**WORK REQUIRED**
Give the lines of the items below, from the one holding "point: loader bucket" through the one holding "column 734, row 541" (both included), as a JSON list of strings, one string per line, with blank lines left out.

# start of DATA SHOWN

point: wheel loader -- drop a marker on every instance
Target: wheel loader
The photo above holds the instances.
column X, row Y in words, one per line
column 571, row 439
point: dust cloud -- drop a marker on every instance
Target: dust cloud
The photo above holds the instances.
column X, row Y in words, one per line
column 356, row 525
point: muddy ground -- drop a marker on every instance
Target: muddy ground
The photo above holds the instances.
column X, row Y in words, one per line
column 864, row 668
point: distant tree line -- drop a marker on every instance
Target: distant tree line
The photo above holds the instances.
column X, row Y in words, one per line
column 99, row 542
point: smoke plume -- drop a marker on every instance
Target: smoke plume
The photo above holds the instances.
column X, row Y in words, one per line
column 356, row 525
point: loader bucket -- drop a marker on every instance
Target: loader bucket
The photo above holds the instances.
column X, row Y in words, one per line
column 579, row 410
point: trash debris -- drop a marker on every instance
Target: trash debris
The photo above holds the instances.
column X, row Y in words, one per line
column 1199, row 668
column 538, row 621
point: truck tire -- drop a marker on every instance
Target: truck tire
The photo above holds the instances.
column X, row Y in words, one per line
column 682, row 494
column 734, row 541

# end of DATA SHOWN
# start of DATA SHOWN

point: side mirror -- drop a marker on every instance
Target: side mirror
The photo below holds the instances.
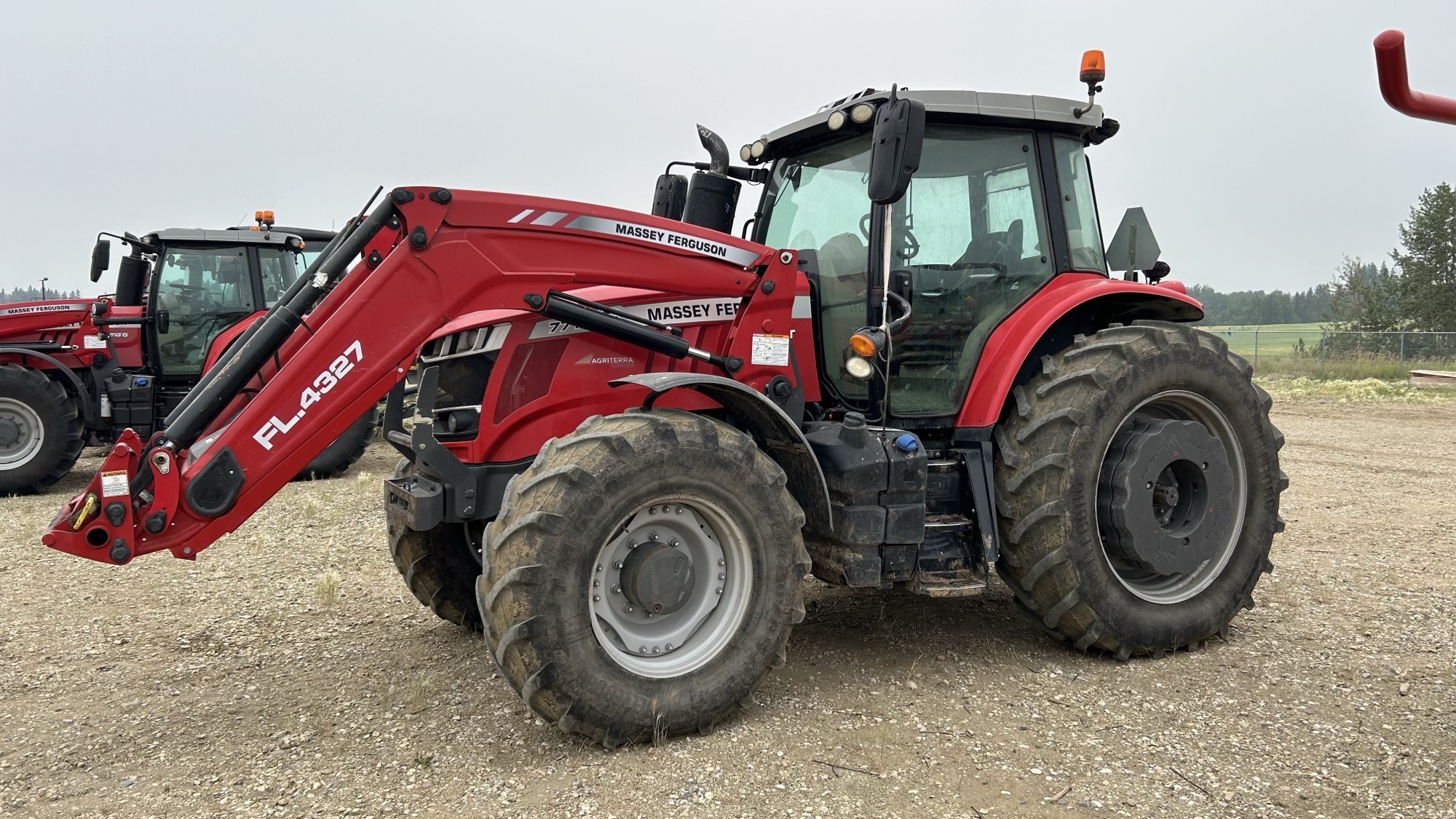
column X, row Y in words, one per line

# end of DATA SHOWN

**RESPONSE**
[
  "point: loader bucket -- drop a marker on every instance",
  "Target: loader bucket",
  "The photo above holds the instances.",
  "column X, row Y in words, one per line",
  "column 579, row 410",
  "point: trash debris -- drop a marker on every instance",
  "Target: trash debris",
  "The photo above holds the instances.",
  "column X, row Y in words, one per line",
  "column 1199, row 668",
  "column 538, row 621",
  "point: truck tire -- drop a marker on every instance",
  "Target: truck tire",
  "The photo above holds the instances.",
  "column X, row Y in words, one per line",
  "column 682, row 494",
  "column 734, row 541"
]